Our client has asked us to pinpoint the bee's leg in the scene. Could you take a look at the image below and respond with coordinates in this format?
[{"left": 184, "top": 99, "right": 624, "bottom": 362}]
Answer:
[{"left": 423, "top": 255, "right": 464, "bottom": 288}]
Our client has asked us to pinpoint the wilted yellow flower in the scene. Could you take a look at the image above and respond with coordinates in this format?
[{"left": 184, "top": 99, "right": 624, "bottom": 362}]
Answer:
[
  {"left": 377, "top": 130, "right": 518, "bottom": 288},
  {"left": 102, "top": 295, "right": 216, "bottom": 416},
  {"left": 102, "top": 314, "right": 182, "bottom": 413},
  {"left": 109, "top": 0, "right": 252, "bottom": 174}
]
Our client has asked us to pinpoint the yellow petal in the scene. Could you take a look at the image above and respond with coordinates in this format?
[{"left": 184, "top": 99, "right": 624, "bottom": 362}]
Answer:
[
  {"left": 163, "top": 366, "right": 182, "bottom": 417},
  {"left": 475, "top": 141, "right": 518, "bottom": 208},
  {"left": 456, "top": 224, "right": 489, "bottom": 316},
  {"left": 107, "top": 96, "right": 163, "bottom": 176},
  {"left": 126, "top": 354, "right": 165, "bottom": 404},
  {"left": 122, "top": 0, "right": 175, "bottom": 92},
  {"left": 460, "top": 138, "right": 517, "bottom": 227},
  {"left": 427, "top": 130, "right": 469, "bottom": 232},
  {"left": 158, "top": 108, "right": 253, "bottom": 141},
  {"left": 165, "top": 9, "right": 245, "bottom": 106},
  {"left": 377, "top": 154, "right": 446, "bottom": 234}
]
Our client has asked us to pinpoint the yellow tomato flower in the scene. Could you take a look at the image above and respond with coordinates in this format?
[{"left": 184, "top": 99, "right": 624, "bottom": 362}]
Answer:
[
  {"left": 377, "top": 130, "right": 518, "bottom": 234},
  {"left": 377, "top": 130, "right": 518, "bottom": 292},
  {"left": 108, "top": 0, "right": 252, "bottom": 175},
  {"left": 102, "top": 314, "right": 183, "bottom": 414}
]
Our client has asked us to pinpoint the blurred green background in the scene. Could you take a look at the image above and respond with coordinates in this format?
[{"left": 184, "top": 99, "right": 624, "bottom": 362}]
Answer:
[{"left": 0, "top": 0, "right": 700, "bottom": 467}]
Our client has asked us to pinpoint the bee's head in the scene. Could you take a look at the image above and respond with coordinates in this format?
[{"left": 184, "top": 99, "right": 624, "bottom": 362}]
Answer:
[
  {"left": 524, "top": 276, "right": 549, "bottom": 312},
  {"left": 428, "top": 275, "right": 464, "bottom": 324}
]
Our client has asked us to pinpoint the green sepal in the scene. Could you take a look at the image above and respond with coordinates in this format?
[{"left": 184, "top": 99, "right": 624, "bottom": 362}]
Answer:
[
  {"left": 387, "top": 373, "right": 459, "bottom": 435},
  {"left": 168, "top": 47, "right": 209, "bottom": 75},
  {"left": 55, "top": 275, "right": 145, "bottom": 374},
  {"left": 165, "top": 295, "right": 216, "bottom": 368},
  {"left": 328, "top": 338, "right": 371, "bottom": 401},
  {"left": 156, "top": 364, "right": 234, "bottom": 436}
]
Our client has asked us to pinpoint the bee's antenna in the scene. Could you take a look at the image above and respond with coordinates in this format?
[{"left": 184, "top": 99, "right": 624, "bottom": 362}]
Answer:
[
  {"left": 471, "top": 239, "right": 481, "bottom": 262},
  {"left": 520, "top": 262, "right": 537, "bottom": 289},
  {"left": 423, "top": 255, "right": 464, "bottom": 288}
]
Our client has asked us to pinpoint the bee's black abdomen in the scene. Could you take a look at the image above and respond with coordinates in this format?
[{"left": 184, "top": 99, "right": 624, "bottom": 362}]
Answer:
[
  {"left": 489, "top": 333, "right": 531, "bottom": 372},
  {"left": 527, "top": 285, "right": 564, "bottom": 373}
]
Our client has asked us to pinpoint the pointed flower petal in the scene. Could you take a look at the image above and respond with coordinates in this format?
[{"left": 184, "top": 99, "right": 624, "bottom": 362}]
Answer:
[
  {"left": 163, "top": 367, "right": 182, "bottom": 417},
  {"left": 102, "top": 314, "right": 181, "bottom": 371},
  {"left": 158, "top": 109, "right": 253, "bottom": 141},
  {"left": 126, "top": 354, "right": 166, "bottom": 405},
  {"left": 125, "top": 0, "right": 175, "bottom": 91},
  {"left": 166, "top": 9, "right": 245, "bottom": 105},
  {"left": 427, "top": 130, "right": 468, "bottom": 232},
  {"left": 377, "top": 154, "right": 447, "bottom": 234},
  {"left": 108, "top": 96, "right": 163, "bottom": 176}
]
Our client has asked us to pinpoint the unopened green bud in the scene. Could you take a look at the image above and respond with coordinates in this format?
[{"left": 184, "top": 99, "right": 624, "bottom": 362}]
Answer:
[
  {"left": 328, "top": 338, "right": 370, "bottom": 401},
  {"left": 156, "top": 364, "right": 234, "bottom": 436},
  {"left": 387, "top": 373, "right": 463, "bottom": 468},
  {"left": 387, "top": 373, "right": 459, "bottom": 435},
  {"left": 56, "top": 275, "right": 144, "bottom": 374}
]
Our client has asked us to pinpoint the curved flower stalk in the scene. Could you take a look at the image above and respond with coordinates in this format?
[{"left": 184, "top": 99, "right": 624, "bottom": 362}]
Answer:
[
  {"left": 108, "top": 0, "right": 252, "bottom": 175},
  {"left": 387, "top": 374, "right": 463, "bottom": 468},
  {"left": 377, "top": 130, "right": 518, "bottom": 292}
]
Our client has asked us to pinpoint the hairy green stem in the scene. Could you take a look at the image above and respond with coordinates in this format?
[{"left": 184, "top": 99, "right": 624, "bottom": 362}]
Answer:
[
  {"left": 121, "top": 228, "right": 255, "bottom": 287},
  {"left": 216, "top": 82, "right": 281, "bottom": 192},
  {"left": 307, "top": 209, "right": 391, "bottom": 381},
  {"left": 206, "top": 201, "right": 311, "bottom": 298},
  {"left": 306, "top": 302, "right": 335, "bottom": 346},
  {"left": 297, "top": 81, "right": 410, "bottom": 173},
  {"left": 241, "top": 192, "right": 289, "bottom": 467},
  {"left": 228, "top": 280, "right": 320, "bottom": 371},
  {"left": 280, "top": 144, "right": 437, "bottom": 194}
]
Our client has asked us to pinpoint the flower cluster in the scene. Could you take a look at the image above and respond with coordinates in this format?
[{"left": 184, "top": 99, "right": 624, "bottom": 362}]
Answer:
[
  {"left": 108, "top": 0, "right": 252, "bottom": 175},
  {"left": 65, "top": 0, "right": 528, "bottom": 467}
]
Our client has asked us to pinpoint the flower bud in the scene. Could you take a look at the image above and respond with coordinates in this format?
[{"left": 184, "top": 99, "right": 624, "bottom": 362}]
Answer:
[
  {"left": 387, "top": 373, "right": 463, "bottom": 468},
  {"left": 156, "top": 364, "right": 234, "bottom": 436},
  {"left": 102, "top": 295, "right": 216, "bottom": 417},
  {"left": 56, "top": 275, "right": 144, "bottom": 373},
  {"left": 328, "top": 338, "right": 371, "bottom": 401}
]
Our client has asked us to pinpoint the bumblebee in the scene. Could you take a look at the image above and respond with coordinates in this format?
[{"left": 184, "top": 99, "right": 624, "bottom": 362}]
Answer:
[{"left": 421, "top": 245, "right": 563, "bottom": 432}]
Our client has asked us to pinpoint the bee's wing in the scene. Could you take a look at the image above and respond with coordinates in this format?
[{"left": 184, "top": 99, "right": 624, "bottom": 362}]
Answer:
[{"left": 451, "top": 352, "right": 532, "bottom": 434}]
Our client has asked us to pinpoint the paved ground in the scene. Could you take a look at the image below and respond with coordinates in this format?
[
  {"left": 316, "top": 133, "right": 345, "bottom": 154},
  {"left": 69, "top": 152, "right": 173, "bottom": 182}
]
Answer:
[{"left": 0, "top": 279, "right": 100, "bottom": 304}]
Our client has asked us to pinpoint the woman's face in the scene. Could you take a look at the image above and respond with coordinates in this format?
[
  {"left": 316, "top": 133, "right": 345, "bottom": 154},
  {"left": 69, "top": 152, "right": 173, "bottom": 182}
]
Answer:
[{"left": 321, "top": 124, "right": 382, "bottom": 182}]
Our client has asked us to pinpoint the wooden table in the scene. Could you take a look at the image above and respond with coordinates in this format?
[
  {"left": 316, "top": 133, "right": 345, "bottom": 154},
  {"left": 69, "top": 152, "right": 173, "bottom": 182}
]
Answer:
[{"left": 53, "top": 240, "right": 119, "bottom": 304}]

WHAT THIS TASK INVOLVES
Reproduce verbatim the lines above, from the line containing "Our client has asked us to pinpoint the wooden" through the end of the records, both ends inclusive.

EXPECTED OUTPUT
Our client has asked us to pinpoint the wooden table in the scene. Could you take a look at the image above and respond with coordinates in this format?
[
  {"left": 316, "top": 133, "right": 345, "bottom": 154},
  {"left": 69, "top": 152, "right": 173, "bottom": 182}
]
Answer:
[{"left": 53, "top": 240, "right": 119, "bottom": 304}]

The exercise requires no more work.